_WORK TO COMPLETE_
Give back the lines word for word, beginning with the very first one and ending after the line that contains "68], [187, 52]]".

++++ GIVEN ENTRIES ++++

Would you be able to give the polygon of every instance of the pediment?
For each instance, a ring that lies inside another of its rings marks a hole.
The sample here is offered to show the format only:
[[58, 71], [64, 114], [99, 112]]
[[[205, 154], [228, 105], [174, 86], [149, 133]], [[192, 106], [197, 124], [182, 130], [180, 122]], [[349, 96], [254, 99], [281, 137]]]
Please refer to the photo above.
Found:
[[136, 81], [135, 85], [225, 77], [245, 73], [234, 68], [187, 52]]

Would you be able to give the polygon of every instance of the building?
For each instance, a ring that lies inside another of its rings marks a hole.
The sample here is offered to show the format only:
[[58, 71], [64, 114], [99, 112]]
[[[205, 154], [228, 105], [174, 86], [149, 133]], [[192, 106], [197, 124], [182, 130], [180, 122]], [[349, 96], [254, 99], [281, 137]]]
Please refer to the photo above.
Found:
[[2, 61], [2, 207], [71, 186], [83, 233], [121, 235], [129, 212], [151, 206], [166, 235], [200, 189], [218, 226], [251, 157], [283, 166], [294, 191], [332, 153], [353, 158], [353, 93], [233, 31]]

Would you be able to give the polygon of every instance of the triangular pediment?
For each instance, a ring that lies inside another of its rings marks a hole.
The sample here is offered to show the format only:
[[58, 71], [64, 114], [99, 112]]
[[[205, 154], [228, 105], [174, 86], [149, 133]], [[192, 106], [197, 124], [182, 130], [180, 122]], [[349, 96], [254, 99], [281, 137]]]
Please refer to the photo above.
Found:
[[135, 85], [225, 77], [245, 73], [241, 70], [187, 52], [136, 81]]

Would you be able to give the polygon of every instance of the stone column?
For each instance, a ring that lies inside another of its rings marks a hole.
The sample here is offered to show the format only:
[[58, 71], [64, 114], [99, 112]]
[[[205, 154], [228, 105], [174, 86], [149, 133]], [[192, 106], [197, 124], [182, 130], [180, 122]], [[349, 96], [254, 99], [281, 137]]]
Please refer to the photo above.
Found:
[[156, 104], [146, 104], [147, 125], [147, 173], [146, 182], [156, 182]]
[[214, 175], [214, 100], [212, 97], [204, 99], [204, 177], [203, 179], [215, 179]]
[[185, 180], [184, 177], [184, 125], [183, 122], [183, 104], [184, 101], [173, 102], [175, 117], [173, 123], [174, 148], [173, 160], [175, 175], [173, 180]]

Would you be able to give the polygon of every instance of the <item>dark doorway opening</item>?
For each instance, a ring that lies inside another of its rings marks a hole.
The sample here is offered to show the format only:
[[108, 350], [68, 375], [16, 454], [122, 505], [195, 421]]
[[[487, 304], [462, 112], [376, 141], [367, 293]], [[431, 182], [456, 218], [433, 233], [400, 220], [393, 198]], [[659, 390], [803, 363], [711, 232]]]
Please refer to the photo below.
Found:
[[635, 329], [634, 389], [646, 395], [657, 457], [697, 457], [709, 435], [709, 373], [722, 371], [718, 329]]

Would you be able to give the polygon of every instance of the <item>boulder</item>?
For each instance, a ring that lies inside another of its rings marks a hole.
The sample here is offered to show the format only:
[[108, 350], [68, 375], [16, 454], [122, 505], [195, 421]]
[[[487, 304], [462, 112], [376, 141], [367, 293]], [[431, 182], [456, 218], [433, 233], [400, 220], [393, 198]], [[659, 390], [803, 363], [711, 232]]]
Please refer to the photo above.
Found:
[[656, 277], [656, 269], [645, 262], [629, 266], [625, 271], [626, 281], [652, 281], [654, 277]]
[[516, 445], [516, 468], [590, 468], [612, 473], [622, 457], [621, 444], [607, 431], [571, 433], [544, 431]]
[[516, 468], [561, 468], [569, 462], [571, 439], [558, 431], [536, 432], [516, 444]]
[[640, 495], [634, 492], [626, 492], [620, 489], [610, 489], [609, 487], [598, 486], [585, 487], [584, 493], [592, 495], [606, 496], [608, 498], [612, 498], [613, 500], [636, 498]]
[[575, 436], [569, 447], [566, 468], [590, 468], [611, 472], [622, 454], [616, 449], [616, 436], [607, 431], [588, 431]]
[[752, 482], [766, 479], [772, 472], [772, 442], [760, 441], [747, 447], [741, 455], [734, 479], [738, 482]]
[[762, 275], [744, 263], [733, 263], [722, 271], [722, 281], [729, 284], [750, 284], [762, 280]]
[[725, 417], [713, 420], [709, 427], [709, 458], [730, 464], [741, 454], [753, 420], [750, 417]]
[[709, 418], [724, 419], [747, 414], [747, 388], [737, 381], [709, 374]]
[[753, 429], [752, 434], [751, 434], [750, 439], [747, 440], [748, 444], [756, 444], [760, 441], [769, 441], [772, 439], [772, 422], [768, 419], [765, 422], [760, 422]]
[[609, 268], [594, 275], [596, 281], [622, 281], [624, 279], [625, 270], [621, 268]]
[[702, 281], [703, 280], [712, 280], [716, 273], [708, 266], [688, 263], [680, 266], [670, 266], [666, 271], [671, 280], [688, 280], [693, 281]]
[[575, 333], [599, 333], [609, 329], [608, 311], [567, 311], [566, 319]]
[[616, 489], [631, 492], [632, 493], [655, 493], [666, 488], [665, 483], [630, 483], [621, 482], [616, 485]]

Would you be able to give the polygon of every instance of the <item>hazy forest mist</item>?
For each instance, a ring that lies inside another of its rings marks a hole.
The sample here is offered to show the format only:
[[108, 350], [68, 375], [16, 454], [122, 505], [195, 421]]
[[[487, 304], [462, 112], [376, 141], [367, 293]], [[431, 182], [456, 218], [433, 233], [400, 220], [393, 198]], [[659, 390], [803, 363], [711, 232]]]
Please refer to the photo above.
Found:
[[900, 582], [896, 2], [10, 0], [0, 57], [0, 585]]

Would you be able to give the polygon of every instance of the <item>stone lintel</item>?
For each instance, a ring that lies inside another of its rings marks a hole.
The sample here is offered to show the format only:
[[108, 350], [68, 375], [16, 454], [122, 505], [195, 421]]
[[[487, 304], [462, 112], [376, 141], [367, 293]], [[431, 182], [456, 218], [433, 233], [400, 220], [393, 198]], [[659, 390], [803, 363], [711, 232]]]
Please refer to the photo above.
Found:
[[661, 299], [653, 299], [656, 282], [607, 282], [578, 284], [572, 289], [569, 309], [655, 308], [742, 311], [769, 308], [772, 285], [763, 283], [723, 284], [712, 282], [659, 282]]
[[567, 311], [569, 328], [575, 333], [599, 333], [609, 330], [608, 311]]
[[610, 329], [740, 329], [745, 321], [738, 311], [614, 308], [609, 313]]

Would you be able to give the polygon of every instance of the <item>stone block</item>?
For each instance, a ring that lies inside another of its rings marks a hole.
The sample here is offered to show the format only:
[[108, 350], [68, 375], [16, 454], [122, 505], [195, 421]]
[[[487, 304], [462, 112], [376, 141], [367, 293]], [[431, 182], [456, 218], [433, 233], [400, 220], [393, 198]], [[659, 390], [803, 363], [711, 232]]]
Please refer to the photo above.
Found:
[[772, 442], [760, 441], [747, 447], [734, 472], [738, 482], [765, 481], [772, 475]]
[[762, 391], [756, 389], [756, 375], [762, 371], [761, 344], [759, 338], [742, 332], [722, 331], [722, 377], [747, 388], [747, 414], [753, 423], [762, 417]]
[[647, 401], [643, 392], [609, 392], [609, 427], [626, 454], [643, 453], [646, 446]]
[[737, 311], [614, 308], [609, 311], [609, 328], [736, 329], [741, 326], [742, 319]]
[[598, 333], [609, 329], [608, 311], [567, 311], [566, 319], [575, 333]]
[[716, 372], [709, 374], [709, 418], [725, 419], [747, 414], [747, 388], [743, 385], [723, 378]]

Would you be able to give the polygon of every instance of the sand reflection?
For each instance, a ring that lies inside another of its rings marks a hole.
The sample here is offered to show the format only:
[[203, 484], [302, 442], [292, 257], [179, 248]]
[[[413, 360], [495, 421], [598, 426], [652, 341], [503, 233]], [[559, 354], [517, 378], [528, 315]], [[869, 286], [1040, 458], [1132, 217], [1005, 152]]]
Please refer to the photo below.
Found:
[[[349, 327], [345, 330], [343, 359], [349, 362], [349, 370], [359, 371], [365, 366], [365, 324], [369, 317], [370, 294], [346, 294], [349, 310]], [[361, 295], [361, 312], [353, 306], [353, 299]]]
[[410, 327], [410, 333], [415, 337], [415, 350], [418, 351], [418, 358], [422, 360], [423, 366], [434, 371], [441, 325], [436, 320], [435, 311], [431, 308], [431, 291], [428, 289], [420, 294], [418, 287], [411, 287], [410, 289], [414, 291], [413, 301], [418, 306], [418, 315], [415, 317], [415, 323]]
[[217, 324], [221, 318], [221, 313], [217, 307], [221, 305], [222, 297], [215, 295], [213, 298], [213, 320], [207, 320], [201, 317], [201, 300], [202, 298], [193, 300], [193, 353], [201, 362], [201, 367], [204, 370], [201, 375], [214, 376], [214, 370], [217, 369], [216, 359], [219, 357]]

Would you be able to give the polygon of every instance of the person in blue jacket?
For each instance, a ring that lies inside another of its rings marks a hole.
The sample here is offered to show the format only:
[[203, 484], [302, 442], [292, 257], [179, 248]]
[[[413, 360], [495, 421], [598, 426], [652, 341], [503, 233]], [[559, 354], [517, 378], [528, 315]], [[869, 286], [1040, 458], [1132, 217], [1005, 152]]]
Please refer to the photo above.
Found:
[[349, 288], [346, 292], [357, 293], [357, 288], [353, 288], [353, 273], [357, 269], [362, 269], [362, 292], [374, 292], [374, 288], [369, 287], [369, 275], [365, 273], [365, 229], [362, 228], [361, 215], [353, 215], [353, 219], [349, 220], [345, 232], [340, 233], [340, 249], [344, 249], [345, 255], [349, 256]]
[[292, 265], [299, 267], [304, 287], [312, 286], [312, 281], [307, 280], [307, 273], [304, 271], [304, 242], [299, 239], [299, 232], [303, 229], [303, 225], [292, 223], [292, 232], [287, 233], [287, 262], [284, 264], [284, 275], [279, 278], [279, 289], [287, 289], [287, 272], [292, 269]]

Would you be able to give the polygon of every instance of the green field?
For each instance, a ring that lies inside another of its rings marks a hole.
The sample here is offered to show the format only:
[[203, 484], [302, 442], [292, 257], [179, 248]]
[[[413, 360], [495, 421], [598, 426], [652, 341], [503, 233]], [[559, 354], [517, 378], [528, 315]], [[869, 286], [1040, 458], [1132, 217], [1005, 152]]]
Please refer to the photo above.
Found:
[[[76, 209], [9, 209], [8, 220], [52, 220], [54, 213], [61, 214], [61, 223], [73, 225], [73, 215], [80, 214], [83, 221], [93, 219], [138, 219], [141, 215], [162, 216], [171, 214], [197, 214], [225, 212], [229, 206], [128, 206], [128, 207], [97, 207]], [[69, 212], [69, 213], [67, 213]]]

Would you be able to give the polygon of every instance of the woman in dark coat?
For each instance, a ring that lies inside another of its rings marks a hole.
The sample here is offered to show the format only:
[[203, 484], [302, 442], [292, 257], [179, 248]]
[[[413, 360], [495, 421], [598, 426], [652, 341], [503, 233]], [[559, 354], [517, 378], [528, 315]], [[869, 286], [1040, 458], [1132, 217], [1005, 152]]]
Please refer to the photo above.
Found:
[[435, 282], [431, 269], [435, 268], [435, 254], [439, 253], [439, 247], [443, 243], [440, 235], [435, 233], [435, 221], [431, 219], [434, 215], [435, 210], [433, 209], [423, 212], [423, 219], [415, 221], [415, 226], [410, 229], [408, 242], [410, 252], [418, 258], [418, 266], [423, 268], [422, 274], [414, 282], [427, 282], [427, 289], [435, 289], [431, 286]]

++++

_EXERCISE OUTPUT_
Would you be able to give the polygon of every instance of the pediment?
For each instance, a ring that lies inside another of its rings marks a hole.
The sample here is offered to show the format only:
[[58, 71], [64, 114], [99, 112]]
[[[205, 154], [228, 105], [174, 86], [149, 133]], [[192, 106], [197, 124], [182, 130], [180, 122]], [[349, 96], [254, 99], [281, 137]]]
Please refer to the photo above.
Found:
[[136, 81], [135, 85], [225, 77], [245, 73], [234, 68], [187, 52]]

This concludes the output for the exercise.